Data records:
....

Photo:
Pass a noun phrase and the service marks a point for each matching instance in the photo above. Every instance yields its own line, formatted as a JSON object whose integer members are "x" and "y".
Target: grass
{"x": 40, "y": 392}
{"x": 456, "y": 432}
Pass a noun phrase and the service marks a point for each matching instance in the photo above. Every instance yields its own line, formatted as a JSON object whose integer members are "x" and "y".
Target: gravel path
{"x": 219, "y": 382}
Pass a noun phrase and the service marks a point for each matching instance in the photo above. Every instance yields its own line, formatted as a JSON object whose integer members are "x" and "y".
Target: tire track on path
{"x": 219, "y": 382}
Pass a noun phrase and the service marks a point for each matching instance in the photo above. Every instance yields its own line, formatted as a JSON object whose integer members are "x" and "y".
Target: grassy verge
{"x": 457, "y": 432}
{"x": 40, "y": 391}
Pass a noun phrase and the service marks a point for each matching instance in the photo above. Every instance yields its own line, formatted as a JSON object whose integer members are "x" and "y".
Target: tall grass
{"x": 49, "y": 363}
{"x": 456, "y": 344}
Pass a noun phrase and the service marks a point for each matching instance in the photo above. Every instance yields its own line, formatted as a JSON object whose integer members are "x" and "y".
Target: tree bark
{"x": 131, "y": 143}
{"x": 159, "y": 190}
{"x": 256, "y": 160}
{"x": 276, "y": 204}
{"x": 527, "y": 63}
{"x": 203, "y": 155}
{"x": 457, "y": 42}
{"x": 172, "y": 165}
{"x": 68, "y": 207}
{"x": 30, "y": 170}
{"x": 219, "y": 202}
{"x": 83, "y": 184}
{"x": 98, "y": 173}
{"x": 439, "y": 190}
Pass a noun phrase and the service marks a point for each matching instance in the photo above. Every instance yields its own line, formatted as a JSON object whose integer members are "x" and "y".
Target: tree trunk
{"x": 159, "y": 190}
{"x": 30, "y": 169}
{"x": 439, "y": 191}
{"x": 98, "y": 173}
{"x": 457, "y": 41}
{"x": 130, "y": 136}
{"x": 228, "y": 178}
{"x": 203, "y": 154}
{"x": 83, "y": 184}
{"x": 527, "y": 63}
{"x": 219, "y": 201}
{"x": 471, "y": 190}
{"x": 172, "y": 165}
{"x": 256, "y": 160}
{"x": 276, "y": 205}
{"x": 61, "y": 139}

....

▶ **WHAT THE TASK REQUIRES**: Extract from the material above every line that contains the string "path", and copy each such line in full.

▶ **FINAL ANSWER**:
Target: gravel path
Target: tire track on path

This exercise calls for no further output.